• **INPUT DATA**:
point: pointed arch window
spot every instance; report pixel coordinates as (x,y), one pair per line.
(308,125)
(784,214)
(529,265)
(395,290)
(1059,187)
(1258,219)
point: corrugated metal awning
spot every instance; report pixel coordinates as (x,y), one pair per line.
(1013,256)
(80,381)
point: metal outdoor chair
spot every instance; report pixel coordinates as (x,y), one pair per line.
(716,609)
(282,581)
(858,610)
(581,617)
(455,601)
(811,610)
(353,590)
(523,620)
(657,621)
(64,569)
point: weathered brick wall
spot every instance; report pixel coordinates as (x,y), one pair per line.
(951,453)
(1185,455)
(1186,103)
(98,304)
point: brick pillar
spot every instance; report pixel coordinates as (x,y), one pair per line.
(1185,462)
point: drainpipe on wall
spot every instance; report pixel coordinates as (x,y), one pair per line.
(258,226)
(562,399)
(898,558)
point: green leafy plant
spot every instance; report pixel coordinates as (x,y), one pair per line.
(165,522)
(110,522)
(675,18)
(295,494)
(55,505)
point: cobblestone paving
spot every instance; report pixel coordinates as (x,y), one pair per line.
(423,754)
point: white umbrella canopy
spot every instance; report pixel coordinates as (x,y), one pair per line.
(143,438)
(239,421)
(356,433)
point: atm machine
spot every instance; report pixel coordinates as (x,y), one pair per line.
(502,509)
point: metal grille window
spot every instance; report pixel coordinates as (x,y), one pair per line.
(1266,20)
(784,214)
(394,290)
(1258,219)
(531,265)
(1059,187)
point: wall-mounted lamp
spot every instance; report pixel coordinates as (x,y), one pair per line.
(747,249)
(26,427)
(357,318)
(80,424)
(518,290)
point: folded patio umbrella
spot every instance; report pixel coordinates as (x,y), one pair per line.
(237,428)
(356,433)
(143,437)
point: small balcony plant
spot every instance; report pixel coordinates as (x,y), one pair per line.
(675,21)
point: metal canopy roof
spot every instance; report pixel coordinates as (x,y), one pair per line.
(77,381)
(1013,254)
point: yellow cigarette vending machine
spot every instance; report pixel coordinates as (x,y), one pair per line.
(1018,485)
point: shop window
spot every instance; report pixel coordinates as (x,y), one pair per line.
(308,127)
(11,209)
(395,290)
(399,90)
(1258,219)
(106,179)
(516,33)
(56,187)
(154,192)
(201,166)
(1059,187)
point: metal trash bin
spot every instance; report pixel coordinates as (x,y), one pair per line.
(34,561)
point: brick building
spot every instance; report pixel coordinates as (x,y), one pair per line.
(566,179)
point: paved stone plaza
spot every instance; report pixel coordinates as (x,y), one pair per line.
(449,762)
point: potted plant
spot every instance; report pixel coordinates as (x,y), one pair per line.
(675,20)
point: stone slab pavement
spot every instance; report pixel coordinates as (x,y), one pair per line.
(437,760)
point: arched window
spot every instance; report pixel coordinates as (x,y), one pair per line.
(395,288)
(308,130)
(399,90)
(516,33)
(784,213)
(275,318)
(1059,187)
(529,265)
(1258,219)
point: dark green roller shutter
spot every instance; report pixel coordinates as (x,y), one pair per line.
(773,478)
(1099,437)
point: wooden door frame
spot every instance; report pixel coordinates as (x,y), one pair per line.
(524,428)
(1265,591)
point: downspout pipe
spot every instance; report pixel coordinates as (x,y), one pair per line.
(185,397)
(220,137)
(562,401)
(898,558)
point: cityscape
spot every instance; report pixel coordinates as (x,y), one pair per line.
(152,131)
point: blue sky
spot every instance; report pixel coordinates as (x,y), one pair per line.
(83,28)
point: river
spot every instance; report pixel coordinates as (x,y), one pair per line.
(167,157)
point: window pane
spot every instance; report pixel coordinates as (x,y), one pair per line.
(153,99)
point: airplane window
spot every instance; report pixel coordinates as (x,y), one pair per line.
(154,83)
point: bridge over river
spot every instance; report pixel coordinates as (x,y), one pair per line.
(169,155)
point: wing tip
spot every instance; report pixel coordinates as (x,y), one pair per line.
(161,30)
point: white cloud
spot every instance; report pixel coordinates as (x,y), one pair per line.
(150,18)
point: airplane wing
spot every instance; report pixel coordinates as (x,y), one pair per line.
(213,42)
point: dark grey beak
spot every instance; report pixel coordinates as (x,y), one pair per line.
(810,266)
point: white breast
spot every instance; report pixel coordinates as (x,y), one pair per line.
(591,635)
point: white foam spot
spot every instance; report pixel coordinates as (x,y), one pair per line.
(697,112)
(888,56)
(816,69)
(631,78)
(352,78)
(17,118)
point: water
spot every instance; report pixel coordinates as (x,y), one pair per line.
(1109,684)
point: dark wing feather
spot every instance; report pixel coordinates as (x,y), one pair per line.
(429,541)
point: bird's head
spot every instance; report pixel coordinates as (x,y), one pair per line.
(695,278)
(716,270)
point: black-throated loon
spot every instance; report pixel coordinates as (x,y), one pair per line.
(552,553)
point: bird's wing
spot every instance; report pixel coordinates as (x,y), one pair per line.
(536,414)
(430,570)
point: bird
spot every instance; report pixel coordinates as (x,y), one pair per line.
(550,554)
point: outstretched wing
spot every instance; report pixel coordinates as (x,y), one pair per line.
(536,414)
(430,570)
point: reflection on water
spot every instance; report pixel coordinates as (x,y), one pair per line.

• **ASSIGNMENT**:
Scan the material above for "river". Copy every line where it appears.

• **RESPONSE TO THIS TASK**:
point: river
point: bridge over river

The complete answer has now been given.